- **EXTRAIT CHOISI**:
.....

Des mesures furent prises aussitôt pour prouver à l’Europe que sa « barrière » serait bien gardée. La principale était l’organisation d’une armée. Le 15 août les régiments constitués en Belgique par les alliés étaient fusionnés avec les troupes hollandaises ou plutôt confondues avec elles dans une seule masse, grâce à l’application à ceux-là des règlements en usage dans celles-ci. La discipline, pour bien affirmer sans doute la rupture avec la tradition française, rétablissait pour les soldats la peine de la bastonnade. En revanche, les commandements importants furent réservés à des Hollandais, comme Chassé ou Trip, formés au service de Napoléon. À côté d’eux, d’autres officiers généraux, comme de Constant Rebecque comme Cruykenbourg et le duc de Saxe-Weimar, sortaient du service des alliés. Le fils aîné de Guillaume, le prince d’Orange, qui avait brillamment combattu en Espagne avec Wellington, recevait aussi un commandement.

Pour les Belges sans doute, cette armée, dont l’état-major ne renfermait que bien peu de leurs compatriotes et dont le drapeau portait les couleurs de la maison d’Orange, apparaissait comme une armée étrangère. Mais leurs soldats, comme leur territoire, pouvaient-ils être, dans les conditions où l’on se trouvait, autre chose qu’un « accroissement » ? En somme, on avait fait tout ce qu’il était possible de faire. C’était déjà beaucoup que d’avoir pu constituer rapidement une force d’à peu près 30,000 hommes.

  1. Gedenkstukken 1813-1815, p. 718.

.....

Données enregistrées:
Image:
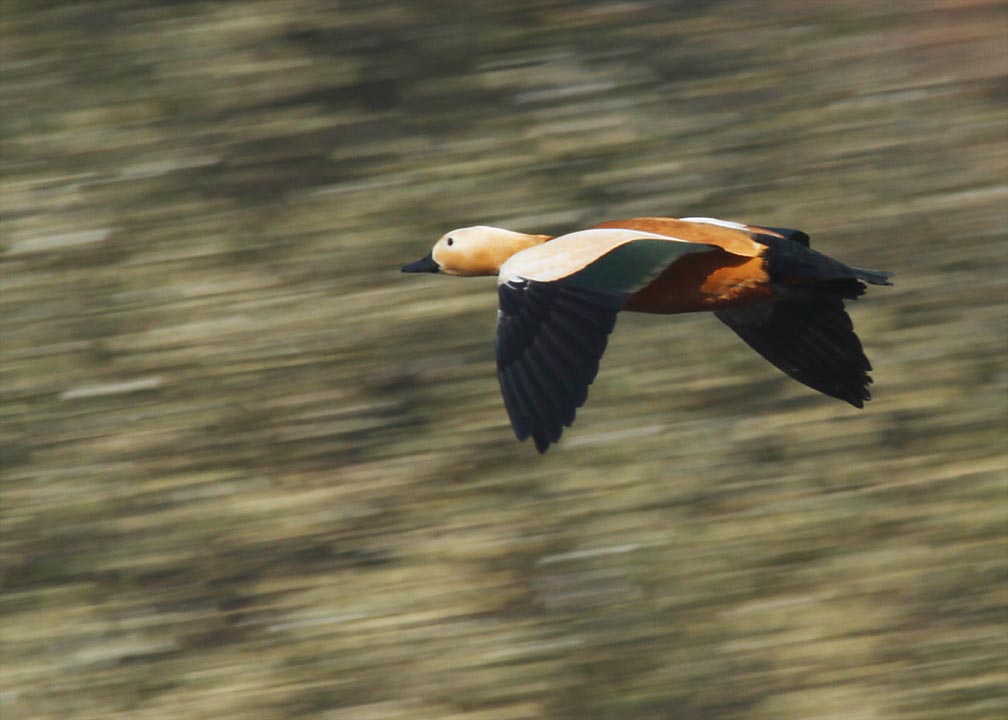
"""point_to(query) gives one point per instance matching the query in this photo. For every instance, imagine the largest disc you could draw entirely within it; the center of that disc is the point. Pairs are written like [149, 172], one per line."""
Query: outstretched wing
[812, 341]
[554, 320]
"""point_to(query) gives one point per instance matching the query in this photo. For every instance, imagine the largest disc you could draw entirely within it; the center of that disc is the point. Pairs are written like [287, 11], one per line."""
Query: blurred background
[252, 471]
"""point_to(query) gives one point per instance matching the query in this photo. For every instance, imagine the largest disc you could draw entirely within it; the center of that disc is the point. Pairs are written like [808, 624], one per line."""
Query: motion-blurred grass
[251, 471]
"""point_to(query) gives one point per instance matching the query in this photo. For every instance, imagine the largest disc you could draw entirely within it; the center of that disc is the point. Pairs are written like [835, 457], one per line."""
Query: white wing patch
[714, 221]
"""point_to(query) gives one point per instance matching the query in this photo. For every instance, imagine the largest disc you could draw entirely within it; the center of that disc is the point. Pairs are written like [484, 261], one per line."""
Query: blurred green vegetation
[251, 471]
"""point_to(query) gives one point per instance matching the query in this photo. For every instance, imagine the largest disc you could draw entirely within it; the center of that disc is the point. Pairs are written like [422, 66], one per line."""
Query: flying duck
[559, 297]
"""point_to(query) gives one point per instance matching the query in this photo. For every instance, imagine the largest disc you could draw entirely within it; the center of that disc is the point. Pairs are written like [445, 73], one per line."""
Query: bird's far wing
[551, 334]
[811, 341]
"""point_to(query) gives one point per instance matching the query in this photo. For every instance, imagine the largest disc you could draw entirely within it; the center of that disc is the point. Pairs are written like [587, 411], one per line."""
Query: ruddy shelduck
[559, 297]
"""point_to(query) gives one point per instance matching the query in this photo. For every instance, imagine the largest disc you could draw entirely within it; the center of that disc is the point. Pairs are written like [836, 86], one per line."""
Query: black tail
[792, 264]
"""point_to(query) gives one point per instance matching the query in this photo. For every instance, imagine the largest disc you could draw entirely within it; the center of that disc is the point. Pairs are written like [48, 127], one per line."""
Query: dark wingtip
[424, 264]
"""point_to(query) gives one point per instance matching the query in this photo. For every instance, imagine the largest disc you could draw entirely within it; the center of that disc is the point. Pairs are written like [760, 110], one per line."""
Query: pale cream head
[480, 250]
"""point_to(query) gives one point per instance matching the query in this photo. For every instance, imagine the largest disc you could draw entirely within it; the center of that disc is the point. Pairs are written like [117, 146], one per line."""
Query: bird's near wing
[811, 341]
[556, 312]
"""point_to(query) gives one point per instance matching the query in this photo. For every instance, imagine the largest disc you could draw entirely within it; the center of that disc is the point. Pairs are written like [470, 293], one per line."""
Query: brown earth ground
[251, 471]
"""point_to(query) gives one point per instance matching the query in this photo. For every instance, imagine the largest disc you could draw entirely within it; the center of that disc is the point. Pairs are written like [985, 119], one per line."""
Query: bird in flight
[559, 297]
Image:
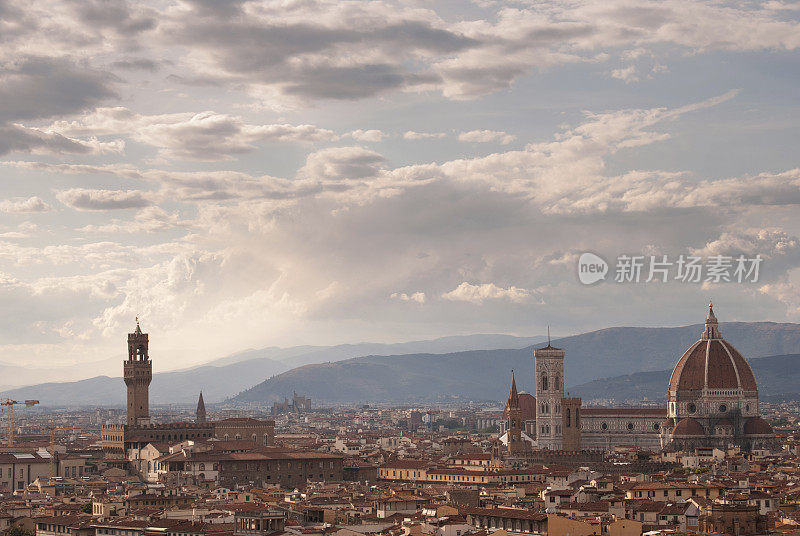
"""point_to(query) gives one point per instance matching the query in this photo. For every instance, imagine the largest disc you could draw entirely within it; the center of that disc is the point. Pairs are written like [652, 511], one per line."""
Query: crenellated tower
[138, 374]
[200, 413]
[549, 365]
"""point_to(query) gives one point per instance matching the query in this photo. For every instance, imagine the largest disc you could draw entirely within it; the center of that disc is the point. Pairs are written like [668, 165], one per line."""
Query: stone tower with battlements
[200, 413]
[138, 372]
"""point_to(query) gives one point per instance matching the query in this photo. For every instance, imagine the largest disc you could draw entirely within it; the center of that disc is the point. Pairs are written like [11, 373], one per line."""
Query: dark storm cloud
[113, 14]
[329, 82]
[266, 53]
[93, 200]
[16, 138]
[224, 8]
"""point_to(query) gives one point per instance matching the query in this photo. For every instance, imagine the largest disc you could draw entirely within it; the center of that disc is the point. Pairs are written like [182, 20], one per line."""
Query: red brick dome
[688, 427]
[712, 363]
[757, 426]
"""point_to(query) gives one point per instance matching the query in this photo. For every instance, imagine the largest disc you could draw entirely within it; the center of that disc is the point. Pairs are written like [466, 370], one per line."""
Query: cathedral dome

.....

- **LISTE DES TÂCHES**:
[1] Les phrases (a), (b) et (c) sont-elles d'accord avec l'extrait choisi ? (a) Les grands commandements furent donnés à des Hollandais. (b) La nouvelle discipline supprimait la bastonnade pour les soldats. (c) L'armée formée comptait environ 30 000 hommes. Répondez par oui ou non et citez à chaque fois les mots de l'extrait qui tranchent.
[2] Transformez en liste le paragraphe de l'extrait choisi qui commence par « Pour les Belges sans doute », en gardant ses faits principaux.

- **RÉSULTATS PAR TÂCHE**:
[1]
(a) Oui : « les commandements importants furent réservés à des Hollandais ».
(b) Non : « rétablissait pour les soldats la peine de la bastonnade ».
(c) Oui : « une force d’à peu près 30,000 hommes ».

[2]
- Aux yeux des Belges, cette armée semblait étrangère : son état-major comptait très peu de Belges et son drapeau portait les couleurs de la maison d’Orange.
- Dans la situation du moment, leurs soldats, comme leur territoire, ne pouvaient guère être qu’un « accroissement ».
- On avait fait tout ce qui était possible.
- Former rapidement une force d’environ 30 000 hommes était déjà beaucoup.